Set task ::
Reproduce each of the following items word for word, keeping every line and character unchanged.

Data in this exercise ::
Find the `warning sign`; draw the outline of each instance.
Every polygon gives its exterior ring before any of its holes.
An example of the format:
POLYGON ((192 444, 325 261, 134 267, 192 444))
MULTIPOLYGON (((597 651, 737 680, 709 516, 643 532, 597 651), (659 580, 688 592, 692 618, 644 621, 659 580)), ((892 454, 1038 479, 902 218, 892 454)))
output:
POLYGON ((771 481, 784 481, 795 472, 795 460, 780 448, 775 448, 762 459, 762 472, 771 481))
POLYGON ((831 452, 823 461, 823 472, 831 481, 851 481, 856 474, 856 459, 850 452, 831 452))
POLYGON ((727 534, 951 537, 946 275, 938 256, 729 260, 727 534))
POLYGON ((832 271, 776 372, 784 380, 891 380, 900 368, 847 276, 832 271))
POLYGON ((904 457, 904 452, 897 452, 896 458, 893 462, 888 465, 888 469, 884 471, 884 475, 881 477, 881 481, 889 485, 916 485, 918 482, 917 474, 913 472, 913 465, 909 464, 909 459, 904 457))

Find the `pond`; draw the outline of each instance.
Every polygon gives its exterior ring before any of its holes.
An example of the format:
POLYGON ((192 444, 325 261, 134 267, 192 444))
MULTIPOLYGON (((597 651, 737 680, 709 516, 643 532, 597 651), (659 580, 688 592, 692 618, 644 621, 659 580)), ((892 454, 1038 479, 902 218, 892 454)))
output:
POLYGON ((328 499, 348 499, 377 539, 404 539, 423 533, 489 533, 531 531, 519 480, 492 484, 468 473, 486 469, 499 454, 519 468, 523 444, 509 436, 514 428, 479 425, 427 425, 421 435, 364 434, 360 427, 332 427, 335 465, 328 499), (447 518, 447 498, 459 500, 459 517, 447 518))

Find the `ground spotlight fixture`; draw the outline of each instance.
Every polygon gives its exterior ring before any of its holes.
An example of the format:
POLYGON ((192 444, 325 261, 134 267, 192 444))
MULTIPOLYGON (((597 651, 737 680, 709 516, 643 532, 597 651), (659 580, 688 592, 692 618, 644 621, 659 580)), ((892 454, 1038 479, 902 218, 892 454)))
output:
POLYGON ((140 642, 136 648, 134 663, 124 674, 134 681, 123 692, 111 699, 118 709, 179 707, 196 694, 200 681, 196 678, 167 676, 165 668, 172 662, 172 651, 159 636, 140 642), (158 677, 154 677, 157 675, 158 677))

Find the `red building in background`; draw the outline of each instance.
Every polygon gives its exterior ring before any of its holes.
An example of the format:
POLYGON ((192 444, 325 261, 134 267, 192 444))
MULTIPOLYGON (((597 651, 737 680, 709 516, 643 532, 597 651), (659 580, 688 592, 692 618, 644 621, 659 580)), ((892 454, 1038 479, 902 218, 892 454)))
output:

Reply to the task ::
Find the `warning sign`; draw the outline of each instance.
Every polygon gives its exterior ring before any of its holes.
An example of the format:
POLYGON ((192 444, 325 261, 134 267, 192 444))
MULTIPOLYGON (((597 651, 737 680, 709 516, 643 532, 597 651), (659 580, 688 592, 692 618, 644 621, 659 580)), ((892 454, 1038 479, 902 218, 892 454)))
output:
POLYGON ((771 481, 784 481, 795 472, 795 460, 780 448, 775 448, 762 459, 762 472, 771 481))
POLYGON ((831 452, 823 461, 823 472, 831 481, 851 481, 856 474, 856 459, 850 452, 831 452))
POLYGON ((727 534, 951 537, 946 275, 938 256, 729 260, 727 534))
POLYGON ((832 271, 776 372, 784 380, 891 380, 900 368, 847 276, 832 271))
POLYGON ((904 457, 904 452, 897 452, 896 458, 893 462, 888 465, 888 469, 884 471, 884 475, 881 477, 881 481, 889 485, 916 485, 918 482, 917 474, 913 472, 913 465, 909 464, 909 459, 904 457))

Find the `pond`; draw the outline of each instance.
Every polygon gives its exterior ring before any of its holes.
An example of the format:
POLYGON ((192 444, 325 261, 134 267, 192 444))
MULTIPOLYGON (((597 651, 737 680, 709 516, 643 532, 597 651), (659 580, 688 592, 692 618, 644 621, 659 580)), ((892 454, 1038 479, 902 218, 892 454)))
output:
POLYGON ((328 499, 348 499, 377 539, 404 539, 423 533, 489 533, 531 531, 519 480, 492 484, 468 473, 486 469, 499 454, 519 468, 523 444, 509 436, 514 428, 479 425, 427 425, 421 435, 364 434, 360 427, 332 427, 335 465, 328 499), (447 518, 447 498, 459 500, 459 517, 447 518))

Find the `ground spotlight fixture`; draw the outline of each instance.
Every polygon gives its exterior ring before any of its holes.
An example of the format:
POLYGON ((192 444, 325 261, 134 267, 192 444))
MULTIPOLYGON (((597 651, 737 680, 709 516, 643 532, 597 651), (659 580, 688 592, 692 618, 644 621, 659 580)), ((892 454, 1038 479, 902 218, 892 454)))
output:
POLYGON ((140 642, 136 648, 134 663, 124 674, 134 681, 123 692, 111 699, 118 709, 179 707, 196 694, 200 681, 196 678, 167 676, 165 668, 172 662, 172 651, 159 636, 140 642), (158 677, 154 677, 157 675, 158 677))

Find the `red building in background`; draw the outline of each instance.
Every polygon gives its exterior ring before any of its holes.
An example of the format:
POLYGON ((192 444, 325 261, 134 267, 192 444))
MULTIPOLYGON (((597 651, 737 680, 709 516, 643 532, 597 651), (659 580, 688 592, 692 618, 644 621, 659 580)), ((892 454, 1038 479, 902 218, 892 454)))
output:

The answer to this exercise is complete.